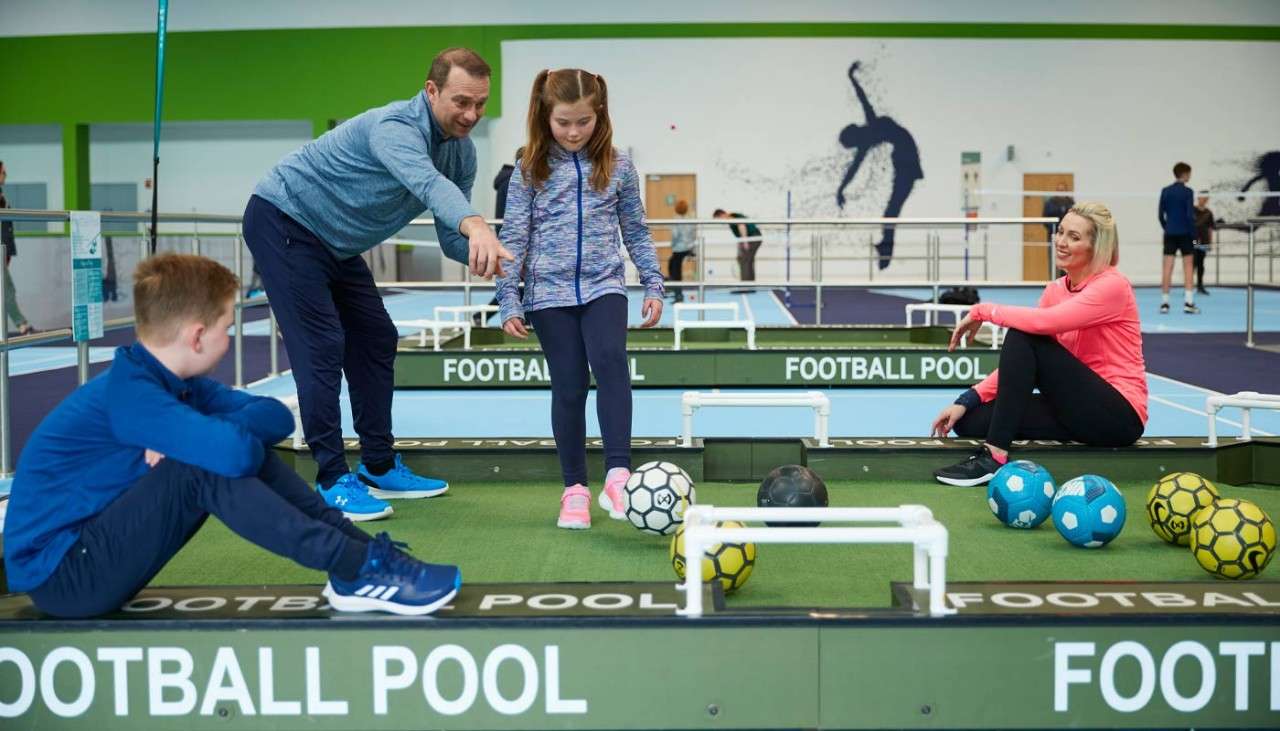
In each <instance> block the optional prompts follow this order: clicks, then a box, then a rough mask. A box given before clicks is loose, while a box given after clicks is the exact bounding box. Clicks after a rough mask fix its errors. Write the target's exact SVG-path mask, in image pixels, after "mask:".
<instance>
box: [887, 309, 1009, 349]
mask: <svg viewBox="0 0 1280 731" xmlns="http://www.w3.org/2000/svg"><path fill="white" fill-rule="evenodd" d="M904 309H905V310H906V326H908V328H914V326H915V320H914V317H913V315H914V314H916V312H924V314H925V315H924V324H925V325H937V324H938V317H937V315H938V312H948V314H951V316H952V317H954V320H955V323H954V324H956V325H959V324H960V320H961V319H963V317H964V316H965V314H968V312H969V310H972V309H973V305H938V303H936V302H914V303H911V305H906V306H905V307H904ZM982 326H983V329H986V330H988V332H989V333H991V349H996V348H998V347H1000V341H1001V338H1002V337H1004V334H1005V328H1001V326H1000V325H997V324H995V323H983V324H982ZM960 344H961V346H966V343H964V342H963V341H961V343H960Z"/></svg>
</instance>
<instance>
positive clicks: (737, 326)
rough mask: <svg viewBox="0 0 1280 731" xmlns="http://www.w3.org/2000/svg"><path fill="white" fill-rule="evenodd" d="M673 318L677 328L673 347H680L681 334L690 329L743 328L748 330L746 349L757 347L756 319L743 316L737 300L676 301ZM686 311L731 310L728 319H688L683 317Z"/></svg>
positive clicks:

### WHAT THE EXERCISE ASKS
Copy every line of the rows above word for word, leaving out the pictures.

### COMPLETED TASK
In each <instance> block the optional prompts follow this order: clicks, then a box, then a rough mask. A box given before clicks is loose, while a box given after clicks is the exact bounding box. Clicks after a rough mask fix its errors. Write the target's exact SVG-path mask, in image pixels, after "mask:".
<instance>
box: [887, 309, 1009, 349]
mask: <svg viewBox="0 0 1280 731" xmlns="http://www.w3.org/2000/svg"><path fill="white" fill-rule="evenodd" d="M904 309H905V310H906V326H908V328H914V326H915V320H914V317H913V315H914V314H916V312H924V314H925V315H924V324H925V325H937V324H938V317H937V315H938V312H948V314H951V316H952V317H954V320H955V323H954V324H956V325H959V324H960V320H961V319H963V317H964V316H965V314H968V312H969V310H972V309H973V305H938V303H936V302H914V303H911V305H906V306H905V307H904ZM982 326H983V329H986V330H988V332H989V333H991V349H996V348H998V347H1000V341H1001V338H1002V337H1004V334H1005V328H1001V326H1000V325H997V324H995V323H983V324H982ZM960 344H961V346H966V343H964V342H963V341H961V343H960Z"/></svg>
</instance>
<instance>
positive clicks: (737, 326)
rough mask: <svg viewBox="0 0 1280 731" xmlns="http://www.w3.org/2000/svg"><path fill="white" fill-rule="evenodd" d="M673 318L677 328L673 347H680L681 334L690 329L743 328L748 330L746 349L757 347L756 319L743 316L737 300L676 301ZM686 311L731 310L728 319H688L683 317Z"/></svg>
positive clicks:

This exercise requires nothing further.